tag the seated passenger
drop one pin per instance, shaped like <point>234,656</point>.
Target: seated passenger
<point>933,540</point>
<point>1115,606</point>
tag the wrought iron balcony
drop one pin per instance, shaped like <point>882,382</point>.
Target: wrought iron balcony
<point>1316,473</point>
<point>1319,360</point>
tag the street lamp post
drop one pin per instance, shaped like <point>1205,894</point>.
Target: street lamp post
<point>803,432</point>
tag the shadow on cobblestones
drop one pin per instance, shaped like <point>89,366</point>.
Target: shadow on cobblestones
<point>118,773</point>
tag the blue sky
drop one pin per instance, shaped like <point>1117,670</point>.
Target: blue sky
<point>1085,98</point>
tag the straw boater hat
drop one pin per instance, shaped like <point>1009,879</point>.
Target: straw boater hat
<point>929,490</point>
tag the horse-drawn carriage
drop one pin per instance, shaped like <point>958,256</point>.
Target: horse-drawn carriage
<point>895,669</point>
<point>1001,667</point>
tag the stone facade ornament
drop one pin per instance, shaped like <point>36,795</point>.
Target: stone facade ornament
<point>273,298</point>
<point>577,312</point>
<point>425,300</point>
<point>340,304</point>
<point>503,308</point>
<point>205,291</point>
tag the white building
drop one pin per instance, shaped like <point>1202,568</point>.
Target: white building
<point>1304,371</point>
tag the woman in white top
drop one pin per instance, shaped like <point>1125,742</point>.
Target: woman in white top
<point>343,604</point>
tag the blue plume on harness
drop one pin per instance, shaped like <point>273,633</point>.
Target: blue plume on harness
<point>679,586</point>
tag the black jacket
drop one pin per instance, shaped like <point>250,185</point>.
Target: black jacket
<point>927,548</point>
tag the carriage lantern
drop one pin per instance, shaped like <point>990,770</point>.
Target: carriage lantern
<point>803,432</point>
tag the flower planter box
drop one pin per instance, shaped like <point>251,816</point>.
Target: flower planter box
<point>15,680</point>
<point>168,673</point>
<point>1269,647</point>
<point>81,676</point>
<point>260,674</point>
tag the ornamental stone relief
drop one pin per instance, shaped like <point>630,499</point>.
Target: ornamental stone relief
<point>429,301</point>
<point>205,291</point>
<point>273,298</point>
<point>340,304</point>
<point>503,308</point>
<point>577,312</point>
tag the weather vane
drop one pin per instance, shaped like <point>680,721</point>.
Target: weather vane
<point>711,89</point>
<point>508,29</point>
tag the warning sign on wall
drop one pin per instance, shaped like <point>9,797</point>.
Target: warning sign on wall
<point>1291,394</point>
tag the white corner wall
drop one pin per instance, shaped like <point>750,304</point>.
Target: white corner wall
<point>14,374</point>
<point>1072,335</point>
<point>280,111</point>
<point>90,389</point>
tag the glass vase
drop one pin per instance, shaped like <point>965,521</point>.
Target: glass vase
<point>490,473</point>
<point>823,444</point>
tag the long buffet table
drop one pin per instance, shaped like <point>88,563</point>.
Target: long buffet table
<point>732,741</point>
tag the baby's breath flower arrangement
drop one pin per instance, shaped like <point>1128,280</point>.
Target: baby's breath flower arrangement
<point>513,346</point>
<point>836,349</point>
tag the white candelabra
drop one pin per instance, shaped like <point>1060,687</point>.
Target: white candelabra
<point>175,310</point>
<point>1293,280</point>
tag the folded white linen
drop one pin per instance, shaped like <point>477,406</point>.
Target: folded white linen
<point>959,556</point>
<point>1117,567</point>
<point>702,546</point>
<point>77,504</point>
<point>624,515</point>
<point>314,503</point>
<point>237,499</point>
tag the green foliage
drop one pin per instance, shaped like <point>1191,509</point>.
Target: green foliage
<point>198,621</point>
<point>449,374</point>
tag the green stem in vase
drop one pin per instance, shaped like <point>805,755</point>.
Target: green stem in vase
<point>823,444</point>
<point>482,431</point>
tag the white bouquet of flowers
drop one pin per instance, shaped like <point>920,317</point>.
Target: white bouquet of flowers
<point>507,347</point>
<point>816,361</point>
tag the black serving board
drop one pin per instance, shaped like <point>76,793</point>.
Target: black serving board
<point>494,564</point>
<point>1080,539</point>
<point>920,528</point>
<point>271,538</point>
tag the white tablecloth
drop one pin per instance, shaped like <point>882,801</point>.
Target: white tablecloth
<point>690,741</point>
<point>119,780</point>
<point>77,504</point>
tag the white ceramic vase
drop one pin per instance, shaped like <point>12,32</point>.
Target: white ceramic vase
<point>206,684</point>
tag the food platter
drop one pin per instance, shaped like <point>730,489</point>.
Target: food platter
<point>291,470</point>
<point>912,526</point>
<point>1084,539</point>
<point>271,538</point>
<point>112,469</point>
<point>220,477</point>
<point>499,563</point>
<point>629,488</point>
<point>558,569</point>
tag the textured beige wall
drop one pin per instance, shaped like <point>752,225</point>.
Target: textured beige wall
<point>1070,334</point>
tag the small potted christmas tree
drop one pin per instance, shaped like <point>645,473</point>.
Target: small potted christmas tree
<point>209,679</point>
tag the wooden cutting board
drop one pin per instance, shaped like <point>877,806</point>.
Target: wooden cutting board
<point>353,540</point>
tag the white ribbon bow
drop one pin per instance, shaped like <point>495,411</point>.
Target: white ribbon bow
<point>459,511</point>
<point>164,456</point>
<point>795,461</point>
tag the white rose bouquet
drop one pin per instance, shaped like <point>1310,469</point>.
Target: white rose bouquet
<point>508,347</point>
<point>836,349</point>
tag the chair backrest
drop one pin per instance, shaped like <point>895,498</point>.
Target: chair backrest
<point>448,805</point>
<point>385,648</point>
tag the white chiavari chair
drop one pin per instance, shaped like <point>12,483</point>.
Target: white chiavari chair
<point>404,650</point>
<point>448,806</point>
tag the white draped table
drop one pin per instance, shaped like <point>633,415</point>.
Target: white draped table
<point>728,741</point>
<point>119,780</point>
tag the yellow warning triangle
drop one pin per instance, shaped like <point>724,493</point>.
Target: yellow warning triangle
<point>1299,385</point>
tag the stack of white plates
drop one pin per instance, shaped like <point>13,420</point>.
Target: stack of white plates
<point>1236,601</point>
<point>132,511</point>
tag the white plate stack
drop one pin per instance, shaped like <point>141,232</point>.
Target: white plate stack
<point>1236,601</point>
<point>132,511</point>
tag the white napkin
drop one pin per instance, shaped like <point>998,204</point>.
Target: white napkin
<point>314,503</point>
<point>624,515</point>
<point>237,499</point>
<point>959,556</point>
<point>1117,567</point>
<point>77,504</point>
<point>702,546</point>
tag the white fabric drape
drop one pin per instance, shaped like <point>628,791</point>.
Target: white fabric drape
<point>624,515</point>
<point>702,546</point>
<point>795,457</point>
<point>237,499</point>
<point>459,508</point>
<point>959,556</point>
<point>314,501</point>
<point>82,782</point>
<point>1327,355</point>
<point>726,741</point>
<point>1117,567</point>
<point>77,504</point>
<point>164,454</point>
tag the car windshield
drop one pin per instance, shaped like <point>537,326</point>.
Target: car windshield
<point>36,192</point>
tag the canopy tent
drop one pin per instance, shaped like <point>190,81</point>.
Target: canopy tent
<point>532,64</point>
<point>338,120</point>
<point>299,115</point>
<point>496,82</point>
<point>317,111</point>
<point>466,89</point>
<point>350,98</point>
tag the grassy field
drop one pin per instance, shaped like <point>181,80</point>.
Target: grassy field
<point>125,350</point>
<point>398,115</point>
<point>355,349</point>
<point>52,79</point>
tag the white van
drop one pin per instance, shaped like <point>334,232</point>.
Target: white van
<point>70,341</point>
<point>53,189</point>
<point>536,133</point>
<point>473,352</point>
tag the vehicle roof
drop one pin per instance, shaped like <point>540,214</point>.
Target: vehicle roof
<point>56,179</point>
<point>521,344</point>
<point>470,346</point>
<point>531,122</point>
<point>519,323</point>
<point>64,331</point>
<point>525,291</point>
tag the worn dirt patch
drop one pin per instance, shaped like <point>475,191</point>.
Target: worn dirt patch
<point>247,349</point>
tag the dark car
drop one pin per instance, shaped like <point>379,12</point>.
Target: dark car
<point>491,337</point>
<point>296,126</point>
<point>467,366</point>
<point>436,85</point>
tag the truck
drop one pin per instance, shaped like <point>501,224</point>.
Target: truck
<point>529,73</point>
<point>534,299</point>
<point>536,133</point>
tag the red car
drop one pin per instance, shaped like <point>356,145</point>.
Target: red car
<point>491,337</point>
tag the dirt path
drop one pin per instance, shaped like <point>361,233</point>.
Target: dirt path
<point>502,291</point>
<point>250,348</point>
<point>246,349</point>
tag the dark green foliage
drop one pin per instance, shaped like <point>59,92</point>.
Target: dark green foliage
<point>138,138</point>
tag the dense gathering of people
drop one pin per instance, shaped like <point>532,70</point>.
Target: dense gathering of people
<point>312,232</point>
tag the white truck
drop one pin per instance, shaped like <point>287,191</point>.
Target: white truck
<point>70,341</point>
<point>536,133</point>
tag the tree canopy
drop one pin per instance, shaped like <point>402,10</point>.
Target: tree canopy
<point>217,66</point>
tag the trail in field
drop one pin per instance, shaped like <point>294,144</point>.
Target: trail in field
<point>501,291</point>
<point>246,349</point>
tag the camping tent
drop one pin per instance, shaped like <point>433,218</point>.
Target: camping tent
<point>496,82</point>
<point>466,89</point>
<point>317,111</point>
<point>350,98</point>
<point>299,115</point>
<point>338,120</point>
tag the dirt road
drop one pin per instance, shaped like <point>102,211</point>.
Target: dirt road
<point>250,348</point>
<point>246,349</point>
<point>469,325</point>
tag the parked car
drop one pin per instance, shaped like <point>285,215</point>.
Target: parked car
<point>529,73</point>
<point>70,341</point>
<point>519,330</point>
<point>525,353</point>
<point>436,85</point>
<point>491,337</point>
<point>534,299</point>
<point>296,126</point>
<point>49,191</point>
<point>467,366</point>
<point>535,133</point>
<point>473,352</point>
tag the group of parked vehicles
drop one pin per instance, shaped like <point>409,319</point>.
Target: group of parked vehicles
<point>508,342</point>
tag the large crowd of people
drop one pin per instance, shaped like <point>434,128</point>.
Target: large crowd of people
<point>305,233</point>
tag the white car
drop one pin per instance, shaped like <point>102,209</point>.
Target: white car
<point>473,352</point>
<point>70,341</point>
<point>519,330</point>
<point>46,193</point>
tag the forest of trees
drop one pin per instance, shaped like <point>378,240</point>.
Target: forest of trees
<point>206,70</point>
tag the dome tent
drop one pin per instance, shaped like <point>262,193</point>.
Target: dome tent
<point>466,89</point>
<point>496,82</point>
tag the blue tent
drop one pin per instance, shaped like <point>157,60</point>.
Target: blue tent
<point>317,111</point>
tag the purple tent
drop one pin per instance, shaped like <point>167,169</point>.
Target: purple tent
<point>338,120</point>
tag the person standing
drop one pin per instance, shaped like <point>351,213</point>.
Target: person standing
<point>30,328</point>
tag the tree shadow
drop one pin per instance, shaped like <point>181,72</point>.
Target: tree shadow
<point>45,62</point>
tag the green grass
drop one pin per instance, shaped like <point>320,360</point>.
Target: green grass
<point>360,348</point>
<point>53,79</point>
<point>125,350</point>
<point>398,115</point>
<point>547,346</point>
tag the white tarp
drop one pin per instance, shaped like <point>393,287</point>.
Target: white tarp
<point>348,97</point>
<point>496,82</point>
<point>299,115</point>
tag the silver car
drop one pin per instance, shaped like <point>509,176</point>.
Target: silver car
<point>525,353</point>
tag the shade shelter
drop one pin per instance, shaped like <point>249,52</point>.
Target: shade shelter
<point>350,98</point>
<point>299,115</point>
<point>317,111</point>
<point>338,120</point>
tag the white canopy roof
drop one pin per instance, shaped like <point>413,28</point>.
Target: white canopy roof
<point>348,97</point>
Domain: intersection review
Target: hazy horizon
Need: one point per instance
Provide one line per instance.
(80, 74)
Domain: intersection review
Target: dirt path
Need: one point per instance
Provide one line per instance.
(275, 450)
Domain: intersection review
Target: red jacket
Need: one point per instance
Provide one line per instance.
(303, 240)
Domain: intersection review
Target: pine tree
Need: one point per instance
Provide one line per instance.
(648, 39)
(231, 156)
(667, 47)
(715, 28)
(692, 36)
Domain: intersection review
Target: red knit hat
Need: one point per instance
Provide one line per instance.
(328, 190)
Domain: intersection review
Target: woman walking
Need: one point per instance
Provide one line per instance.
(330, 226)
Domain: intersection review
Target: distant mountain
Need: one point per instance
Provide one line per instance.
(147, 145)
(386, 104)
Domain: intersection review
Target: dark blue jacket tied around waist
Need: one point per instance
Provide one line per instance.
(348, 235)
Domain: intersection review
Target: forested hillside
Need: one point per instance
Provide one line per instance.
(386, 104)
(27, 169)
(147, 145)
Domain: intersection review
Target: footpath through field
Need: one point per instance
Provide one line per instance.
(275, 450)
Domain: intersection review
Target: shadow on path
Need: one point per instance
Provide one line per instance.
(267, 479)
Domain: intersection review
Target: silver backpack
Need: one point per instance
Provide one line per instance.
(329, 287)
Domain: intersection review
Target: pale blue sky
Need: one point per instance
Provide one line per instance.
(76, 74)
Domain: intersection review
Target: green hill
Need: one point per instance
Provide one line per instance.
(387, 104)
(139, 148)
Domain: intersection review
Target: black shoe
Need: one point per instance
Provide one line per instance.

□ □ □ □ □

Your task
Reproduce the listing above without any change, everything from the line containing "tag the forest of trees" down to the line containing "<point>45,62</point>", with both of those lines included.

Answer for the task
tag the forest of trees
drop one pin per instance, shaped like <point>378,240</point>.
Target: forest of trees
<point>206,70</point>
tag the dome tent
drop one pin per instance, shaped like <point>262,193</point>.
Target: dome tent
<point>466,89</point>
<point>496,82</point>
tag the blue tent
drop one pin per instance, shaped like <point>157,60</point>.
Target: blue tent
<point>317,111</point>
tag the purple tent
drop one pin per instance, shaped like <point>167,169</point>.
Target: purple tent
<point>338,120</point>
tag the person standing
drop one pin per instance, shaped like <point>351,213</point>.
Target: person standing
<point>30,328</point>
tag the tree shadow
drop one pin per instance, shaped like <point>181,72</point>.
Target: tree shadow
<point>45,62</point>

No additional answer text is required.